▸ **Testo fornito**
======

XIX DOMENICA T.O. – Anno B
(1Re 19,4-8; Sal.33; Ef 4,30-5,2; Gv 6,41-51)
“Si misero a mormorare contro di lui”
Nell’Antico Testamento la “mormorazione” indica un atteggiamento di incredulità nei confronti di quanto Dio domanda e promette; Giovani utilizza il verbo per esprimere il rifiuto di quanto Gesù afferma: “Sono disceso dal cielo”. Un invito ad entrare in una fiducia senza riserve verso di Lui, accogliendo la sua parola ed affidandosi ad essa, perché la sola capacità umana non è sufficiente.
La fede si deve accogliere come dono a cui ci si prepara chiedendola.
“Dio che attrae”: È un tema che torna nella Scrittura e nell’esperienza di fede,: “ti ho amato di un amore eterno”, “mi hai sedotto, Signore” (Geremia), facendo sentire “funi di benevolenza” (Osea). Lasciarsi attrarre significa diventare “scolari di Dio”, uomini e donne di ascolto, che si accorgono della sua voce, che si lasciano istruire, in una attenzione non superficiale, interiore, disponibile a far proprio quello che si ascolta, nella certezza della vita che la Parola porta in sé. Dice l’antico autore ella “Imitazione di Cristo”; “tu ispiri e illumini tutti i profeti, essi mostrano la via; tu dai la forza per mettersi in viaggio”. Proprio come insegna oggi l’esperienza di Elia nella prima lettura.
L’esperienza di chi ascolta con attenzione e accoglie l’attrazione di Dio è che la sua voce pronuncia sempre la stessa realtà, il Verbo, la Sapienza, e ne ripete il nome: “Gesù”.
Perciò chi è attratto da Dio trova inevitabilmente Gesù.
Egli è “il pane della vita” e chi lo accoglie deve “mangiarlo”. Il suo venire mangiato mentre si fa alimento per l’uomo è il massimo della rivelazione di Dio, della sua attrazione.
Tutti noi, infatti, sperimentiamo che il segno sacramentale della Eucarestia attrae, e la sua raffigurazione nel Crocifisso attrae.
Che cosa significa, per un credente, “il pane della vita”?
È innanzitutto la verità di Dio sulla creazione, tutta e nei singoli.
È la Sapienza. Perciò è alimento nel senso che è rivelazione di Dio, possibilità di conoscenza di Lui e della realtà creata da Lui, svelamento del suo “mistero” e del senso di ogni cosa, svelamento reso accessibile all’uomo per il messaggio che ne da Gesù.

======

▸ **Voci fornite**
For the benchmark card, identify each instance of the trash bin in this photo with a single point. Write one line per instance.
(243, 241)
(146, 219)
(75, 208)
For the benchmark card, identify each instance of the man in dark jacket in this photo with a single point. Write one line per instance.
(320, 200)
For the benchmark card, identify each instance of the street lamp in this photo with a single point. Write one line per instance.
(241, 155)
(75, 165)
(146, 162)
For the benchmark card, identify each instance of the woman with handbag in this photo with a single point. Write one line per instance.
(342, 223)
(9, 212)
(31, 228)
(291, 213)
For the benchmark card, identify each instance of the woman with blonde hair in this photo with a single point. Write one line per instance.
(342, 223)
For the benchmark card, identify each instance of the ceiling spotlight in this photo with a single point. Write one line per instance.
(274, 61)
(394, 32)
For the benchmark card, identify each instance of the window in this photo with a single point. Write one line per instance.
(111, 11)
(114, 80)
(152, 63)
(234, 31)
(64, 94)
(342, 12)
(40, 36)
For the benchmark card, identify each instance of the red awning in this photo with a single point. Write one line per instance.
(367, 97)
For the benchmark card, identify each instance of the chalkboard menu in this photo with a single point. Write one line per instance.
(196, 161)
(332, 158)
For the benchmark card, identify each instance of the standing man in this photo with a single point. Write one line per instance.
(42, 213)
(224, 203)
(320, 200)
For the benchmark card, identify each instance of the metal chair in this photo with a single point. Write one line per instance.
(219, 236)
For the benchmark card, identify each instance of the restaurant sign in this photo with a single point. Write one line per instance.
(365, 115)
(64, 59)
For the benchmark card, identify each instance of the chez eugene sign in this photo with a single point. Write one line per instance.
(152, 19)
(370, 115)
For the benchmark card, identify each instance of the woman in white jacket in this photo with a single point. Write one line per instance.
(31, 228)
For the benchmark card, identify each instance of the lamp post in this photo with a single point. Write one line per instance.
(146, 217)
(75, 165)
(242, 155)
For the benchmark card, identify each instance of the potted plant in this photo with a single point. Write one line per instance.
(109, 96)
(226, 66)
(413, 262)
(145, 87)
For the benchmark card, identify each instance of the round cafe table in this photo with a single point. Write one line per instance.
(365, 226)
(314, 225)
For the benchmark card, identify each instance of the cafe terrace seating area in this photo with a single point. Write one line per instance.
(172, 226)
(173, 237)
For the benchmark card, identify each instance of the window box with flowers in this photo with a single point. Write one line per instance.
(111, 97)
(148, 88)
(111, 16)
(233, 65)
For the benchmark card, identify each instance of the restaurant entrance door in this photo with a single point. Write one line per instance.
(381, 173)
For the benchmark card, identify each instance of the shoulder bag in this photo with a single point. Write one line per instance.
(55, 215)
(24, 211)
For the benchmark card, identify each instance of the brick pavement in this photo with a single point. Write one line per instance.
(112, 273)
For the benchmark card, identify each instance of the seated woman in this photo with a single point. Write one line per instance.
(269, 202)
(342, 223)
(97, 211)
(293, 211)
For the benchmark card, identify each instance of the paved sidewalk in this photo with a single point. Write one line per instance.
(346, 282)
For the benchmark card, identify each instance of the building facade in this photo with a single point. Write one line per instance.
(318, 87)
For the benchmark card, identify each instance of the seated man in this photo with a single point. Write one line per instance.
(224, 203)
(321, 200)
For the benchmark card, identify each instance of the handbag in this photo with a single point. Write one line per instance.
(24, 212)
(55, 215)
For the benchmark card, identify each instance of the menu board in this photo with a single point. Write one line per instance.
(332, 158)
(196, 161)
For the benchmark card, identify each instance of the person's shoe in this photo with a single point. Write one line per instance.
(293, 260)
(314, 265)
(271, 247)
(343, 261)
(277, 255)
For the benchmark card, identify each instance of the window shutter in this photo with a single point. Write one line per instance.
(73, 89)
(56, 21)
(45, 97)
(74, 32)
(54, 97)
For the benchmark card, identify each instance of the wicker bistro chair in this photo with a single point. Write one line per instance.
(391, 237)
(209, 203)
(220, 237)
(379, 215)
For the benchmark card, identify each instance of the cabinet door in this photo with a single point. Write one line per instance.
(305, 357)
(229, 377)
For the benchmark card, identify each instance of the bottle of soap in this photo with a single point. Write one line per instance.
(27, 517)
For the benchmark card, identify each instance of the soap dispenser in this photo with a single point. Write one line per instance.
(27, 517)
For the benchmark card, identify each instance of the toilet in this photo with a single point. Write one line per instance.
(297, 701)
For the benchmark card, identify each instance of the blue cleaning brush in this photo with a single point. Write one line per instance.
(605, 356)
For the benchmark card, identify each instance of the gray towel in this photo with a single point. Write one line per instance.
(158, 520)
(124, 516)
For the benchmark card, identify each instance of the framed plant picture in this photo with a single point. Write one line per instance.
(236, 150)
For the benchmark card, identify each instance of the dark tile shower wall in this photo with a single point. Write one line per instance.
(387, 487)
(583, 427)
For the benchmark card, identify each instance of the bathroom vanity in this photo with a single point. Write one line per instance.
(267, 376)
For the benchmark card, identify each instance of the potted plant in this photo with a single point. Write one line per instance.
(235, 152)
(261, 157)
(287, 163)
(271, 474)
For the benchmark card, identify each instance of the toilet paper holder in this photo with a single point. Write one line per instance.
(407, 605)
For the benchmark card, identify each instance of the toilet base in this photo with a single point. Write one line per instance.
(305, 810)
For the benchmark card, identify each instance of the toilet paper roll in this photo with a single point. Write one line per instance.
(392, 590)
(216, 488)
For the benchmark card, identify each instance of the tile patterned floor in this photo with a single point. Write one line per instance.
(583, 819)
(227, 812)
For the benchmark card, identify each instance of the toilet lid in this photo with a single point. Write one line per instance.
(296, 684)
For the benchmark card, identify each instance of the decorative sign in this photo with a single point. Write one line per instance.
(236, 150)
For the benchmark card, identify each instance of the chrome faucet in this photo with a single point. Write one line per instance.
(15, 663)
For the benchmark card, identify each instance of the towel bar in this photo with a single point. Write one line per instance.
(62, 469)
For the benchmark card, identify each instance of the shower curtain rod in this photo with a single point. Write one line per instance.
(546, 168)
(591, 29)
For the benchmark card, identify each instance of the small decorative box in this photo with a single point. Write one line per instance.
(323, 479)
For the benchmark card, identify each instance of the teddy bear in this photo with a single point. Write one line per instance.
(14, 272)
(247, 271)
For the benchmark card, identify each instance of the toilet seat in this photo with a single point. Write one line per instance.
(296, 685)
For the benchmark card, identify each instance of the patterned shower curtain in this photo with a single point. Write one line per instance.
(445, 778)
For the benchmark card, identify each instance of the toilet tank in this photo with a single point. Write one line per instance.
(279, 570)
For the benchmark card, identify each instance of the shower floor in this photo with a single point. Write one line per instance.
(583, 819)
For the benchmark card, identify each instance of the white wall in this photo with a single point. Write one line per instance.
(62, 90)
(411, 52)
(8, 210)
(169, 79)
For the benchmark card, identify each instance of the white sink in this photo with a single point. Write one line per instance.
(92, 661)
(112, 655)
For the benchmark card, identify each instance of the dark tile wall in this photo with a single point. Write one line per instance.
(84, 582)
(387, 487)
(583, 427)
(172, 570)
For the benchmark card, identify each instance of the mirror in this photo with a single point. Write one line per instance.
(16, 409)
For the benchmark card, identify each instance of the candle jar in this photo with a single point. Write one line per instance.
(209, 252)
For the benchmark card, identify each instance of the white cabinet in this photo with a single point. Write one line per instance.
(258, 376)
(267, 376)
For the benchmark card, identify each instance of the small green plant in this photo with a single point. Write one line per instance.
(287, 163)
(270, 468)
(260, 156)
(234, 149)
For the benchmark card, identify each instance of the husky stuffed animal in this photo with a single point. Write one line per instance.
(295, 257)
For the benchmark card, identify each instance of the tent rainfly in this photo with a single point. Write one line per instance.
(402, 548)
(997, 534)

======

▸ **Compiti assegnati**
1 - Riporti fedelmente il passo del commento liturgico sul pane della vita che inizia con "La fede si deve" e termina con "nella prima lettura.".
2 - Secondo il commento liturgico sul pane della vita, in che modo si deve accogliere la fede?
3 - Prosegua il commento liturgico sul pane della vita dal punto in cui si interrompe.

▸ **Risposte finali**
1 -
La fede si deve accogliere come dono a cui ci si prepara chiedendola.
“Dio che attrae”: È un tema che torna nella Scrittura e nell’esperienza di fede,: “ti ho amato di un amore eterno”, “mi hai sedotto, Signore” (Geremia), facendo sentire “funi di benevolenza” (Osea). Lasciarsi attrarre significa diventare “scolari di Dio”, uomini e donne di ascolto, che si accorgono della sua voce, che si lasciano istruire, in una attenzione non superficiale, interiore, disponibile a far proprio quello che si ascolta, nella certezza della vita che la Parola porta in sé. Dice l’antico autore ella “Imitazione di Cristo”; “tu ispiri e illumini tutti i profeti, essi mostrano la via; tu dai la forza per mettersi in viaggio”. Proprio come insegna oggi l’esperienza di Elia nella prima lettura.

2 - Come dono a cui ci si prepara chiedendola.

3 -
Egli afferma di essere la Sapienza che entra in dialogo con l’umanità, libera di accoglierla o di rifiutarla, tuttavia accessibile nel pane del dono di sé da mangiare ed assimilare per entrare nel “mistero” della creazione a cui la razionalità e la tecnica non possono giungere.
Questo fa pensare.
Tutti viviamo la cruda verità di quanto aveva detto il profeta Amos: “Ecco, verranno giorni – dice il Signore Dio – in cui manderò la fame nel paese, non fame di pane, né sete di acqua, ma di ascoltare la Parola del Signore” (Am.8,11-12)
Spesso non riusciamo a vedere il senso, l’ “oltre” di Dio nelle vicende che viviamo, che ci avvolgono e nelle quali ci dibattiamo senza scoprirne il significato. Tutto ci appare piatto e senza motivazione.
La fecondità della vita credente, di una vita nella fede, nasce da questo alimento della sapienza che irrora la terra e la fa germogliare: perciò non dipende dalla maturità culturale della persona: ad essa viene domandato di disporsi perché l’opera di Dio si compia.
“Disceso dal cielo” è ripetuto per sette volte nel testo di Giovanni.
La Parola domanda accoglienza, che è svuotamento di sé per assumere “il pensiero di Dio” su ogni cosa (1Cor. 2,16).
Si tratta della “vita del mondo” che così appare lo svelamento del “mistero” nascosto nell’eternità e svelato da Gesù.
Vita nella fede è allora adesione forte alla sapienza di Dio; saldare la separazione tra precarietà e stabilità, contemplare nella fiducia la continuità tra presente e futuro, lavorare perché la storia sia in cammino di ogni penultimo verso l’ultimo, custodire la certezza che il futuro di Dio riguarda non solo le anime, ma i corpi e tutto il creato.
Questo è l’ideale cristiano che è alimentato dal pane della vita.
Dovremmo domandarci se siamo veramente convinti e se, insieme, come credenti, ci adoperiamo per non divenire schiavi del dominio della tecnica, che da un lato ci appassiona e dall’altro ci schiavizza e ci priva della libertà e della gioia di aiutare la natura, per amore, a camminare verso il compimento finale nell’armonia e nella pace: questa, infatti, è la dimensione ecologica della fede.
“Forse i cristiani saranno tra breve i soli ad attribuire un senso all’umano perché, ancora una volta non si salva l’umano dal disumano se non radicandolo in alto”
(P. Ricoeur: “La logica di Gesù”)
Quanto occorre custodire gelosamente e lasciarsi alimentare dal”pane della vita”!
Perché: “nei nostri occhi, nel nostro volto, in tutte le membra sono agli occhi di Dio – tutte le bellezze create nel regno minerale, vegetale ,animale e nell’anima è tutto Dio!”
(Chiara Lubich 1949)
“Io sono il pane disceso dal cielo”
L’affermazione ripetuta con insistenza e autorevolezza da Gesù suscita la “mormorazione”. La sua umanità, conosciuta nelle sue radici familiari, sembrava opporsi a quell’espressione “disceso dal cielo”.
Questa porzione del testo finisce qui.